• **What the task requires**
What you return must match the entries word for word, minus the pictures.
━━━ Exercise data ━━━
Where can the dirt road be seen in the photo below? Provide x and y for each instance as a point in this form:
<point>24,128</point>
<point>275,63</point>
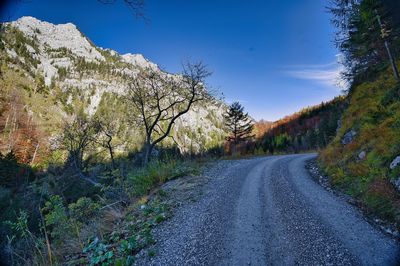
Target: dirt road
<point>268,211</point>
━━━
• **Reply**
Where can the dirt road be seen in the photo below? Provide x and y for each instance as a point in this form:
<point>24,128</point>
<point>275,63</point>
Target: dirt road
<point>268,211</point>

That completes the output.